Rows from a pointing dataset

* START *

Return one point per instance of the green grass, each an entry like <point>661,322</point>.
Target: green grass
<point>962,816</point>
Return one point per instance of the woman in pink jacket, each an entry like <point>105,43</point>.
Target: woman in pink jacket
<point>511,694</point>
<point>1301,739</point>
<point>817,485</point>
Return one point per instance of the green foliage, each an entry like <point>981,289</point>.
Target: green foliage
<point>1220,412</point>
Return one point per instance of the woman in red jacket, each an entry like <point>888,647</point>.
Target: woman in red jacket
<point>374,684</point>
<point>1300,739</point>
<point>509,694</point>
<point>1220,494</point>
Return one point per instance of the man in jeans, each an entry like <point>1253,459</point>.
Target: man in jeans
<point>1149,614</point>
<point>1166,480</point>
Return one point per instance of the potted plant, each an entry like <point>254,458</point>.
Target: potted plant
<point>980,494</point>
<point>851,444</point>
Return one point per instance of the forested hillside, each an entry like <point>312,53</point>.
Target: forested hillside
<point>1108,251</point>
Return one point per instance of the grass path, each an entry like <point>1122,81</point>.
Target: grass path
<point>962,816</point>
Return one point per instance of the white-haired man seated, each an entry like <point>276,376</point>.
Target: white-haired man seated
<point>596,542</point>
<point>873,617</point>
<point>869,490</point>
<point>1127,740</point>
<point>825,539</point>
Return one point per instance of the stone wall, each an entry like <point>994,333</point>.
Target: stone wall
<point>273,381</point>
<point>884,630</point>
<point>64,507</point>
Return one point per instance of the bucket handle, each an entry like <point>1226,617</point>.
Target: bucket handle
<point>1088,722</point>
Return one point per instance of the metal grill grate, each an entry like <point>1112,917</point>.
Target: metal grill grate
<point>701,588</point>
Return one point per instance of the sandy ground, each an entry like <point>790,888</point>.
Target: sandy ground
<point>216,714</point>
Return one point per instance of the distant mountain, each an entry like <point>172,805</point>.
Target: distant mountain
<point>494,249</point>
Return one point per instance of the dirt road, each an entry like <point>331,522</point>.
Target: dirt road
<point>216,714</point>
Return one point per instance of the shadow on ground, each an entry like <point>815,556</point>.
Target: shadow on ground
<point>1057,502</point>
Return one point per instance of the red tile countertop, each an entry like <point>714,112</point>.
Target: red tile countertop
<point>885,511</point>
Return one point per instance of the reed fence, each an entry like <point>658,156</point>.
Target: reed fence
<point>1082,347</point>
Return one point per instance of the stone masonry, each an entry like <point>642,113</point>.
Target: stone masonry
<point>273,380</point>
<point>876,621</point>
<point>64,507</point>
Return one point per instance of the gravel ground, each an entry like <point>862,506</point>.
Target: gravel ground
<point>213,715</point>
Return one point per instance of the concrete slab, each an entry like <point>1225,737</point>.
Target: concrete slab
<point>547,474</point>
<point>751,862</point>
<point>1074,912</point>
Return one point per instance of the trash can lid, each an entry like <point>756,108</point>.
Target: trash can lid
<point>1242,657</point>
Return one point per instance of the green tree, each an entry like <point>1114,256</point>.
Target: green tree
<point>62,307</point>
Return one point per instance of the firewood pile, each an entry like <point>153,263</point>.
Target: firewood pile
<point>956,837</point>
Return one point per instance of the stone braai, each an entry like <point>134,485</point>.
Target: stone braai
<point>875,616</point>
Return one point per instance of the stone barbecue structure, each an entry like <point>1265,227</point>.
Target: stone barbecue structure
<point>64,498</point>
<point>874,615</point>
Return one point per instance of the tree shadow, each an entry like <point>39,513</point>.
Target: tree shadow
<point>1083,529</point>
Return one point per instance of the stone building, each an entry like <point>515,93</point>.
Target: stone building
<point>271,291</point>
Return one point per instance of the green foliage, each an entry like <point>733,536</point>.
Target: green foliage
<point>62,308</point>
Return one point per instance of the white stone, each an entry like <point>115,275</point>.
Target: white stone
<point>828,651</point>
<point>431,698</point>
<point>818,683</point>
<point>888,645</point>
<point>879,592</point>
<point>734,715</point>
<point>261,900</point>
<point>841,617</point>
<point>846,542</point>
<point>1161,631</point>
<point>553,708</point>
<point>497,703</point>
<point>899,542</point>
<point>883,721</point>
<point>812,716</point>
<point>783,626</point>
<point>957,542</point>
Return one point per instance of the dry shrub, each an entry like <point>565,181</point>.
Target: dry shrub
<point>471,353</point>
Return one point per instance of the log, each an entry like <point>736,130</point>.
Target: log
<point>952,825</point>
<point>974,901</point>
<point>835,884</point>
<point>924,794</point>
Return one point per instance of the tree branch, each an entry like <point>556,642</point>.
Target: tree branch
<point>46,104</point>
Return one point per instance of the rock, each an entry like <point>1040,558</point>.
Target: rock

* END *

Given instruction: Please write out only the lines from the line with "Return one point per instance of the shadow" to the line with "<point>62,308</point>", swapping "stone" for "brick" wherever it occurs and leaving everything else unchanged.

Result of this exercise:
Return one point per instance of the shadow on ground, each an entry like <point>815,556</point>.
Target: shadow on ground
<point>1057,502</point>
Return one point per instance of the red tile countertop, each an entry like <point>714,112</point>.
Target: red tile countertop
<point>885,511</point>
Return one point per instance of the reed fence, each an entry like <point>658,156</point>.
Target: reed fence
<point>1082,347</point>
Return one point per instance of the brick masonry, each an entry like <point>642,113</point>.
Target: brick masonry
<point>273,380</point>
<point>876,621</point>
<point>64,507</point>
Return one point per instance of the gravel ground, each an entry like <point>862,506</point>.
Target: gravel ground
<point>213,715</point>
Return one point per instance of the concrete slab, each an entry like <point>1225,737</point>.
Target: concrete slab
<point>547,474</point>
<point>751,862</point>
<point>1074,912</point>
Return one point per instance of the trash can lid, each an entry like <point>756,108</point>.
Target: trash can lid
<point>1242,657</point>
Return one point per instance of the green tree, each an entry like <point>1114,256</point>.
Target: green tree
<point>62,307</point>
Return one point per instance of the firewood pile, each an entry like <point>153,263</point>.
Target: firewood pile
<point>956,837</point>
Return one point per instance of the brick braai, each an entry like <point>134,485</point>.
Target: brick braai
<point>875,616</point>
Return one point per instance of the brick barbecue structure, each an entry like <point>1265,227</point>.
Target: brick barbecue structure
<point>64,498</point>
<point>874,615</point>
Return one point per instance of the tree shadow, each an entry like <point>39,513</point>.
Target: tree shadow
<point>1083,529</point>
Return one point per instance of the brick building, each an entry like <point>515,93</point>.
Target: brick building
<point>271,291</point>
Return one point per instance of the green foliage, each an entry like <point>733,536</point>.
Target: green foliage
<point>62,308</point>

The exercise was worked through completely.